WHAT YOU WILL DO:
Each line of the entries, from the first to the line containing "# example of the reply layout", is to be transcribed exactly as it stands; include no other lines.
== Segment start ==
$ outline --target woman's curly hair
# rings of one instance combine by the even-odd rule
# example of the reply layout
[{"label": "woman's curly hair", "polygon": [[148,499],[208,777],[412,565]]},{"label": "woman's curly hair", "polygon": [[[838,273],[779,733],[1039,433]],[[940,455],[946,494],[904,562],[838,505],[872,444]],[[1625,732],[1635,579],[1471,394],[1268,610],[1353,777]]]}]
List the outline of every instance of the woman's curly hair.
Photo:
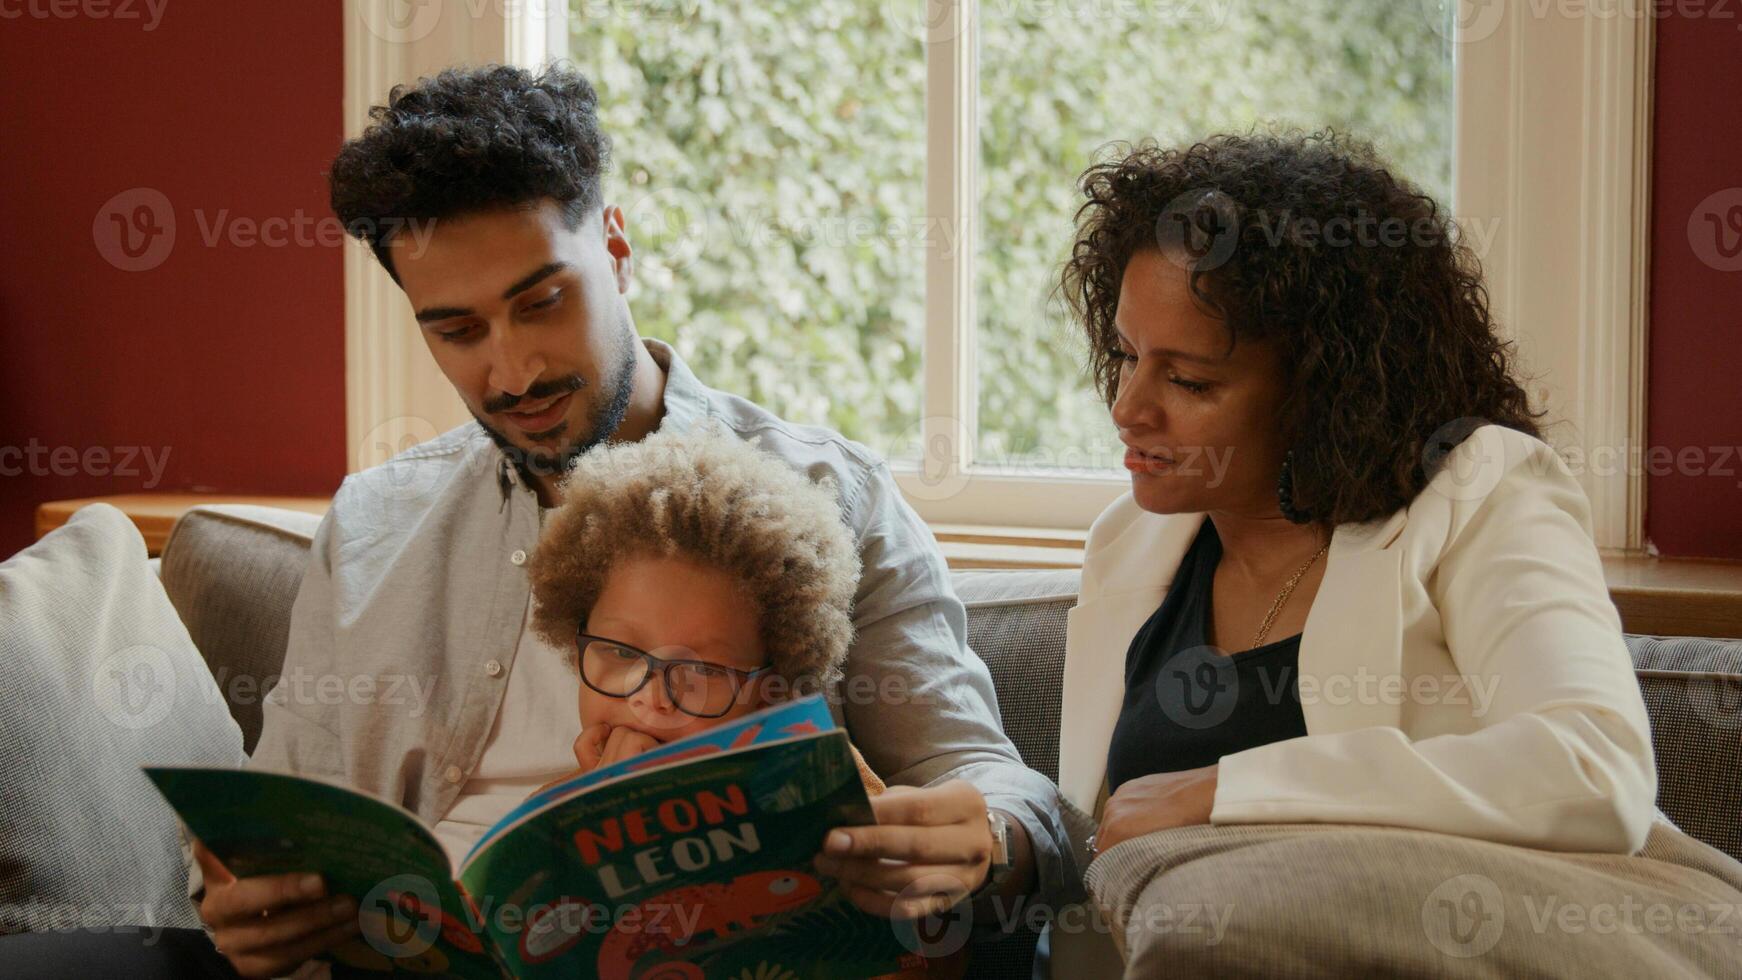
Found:
[{"label": "woman's curly hair", "polygon": [[1090,167],[1059,290],[1089,367],[1118,396],[1126,263],[1160,249],[1228,328],[1275,345],[1294,505],[1315,522],[1407,506],[1476,425],[1540,435],[1450,215],[1365,142],[1334,132],[1152,142]]},{"label": "woman's curly hair", "polygon": [[396,85],[333,161],[333,212],[389,274],[388,246],[413,221],[552,198],[573,230],[603,201],[611,140],[598,101],[566,67],[449,68]]},{"label": "woman's curly hair", "polygon": [[582,456],[527,565],[533,626],[570,667],[606,575],[635,556],[727,572],[755,604],[769,663],[794,689],[840,680],[859,552],[828,482],[811,483],[715,423]]}]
== Segment end ==
ANSWER SECTION:
$ outline --target woman's curly hair
# rings of one instance combine by the even-odd rule
# example of the reply layout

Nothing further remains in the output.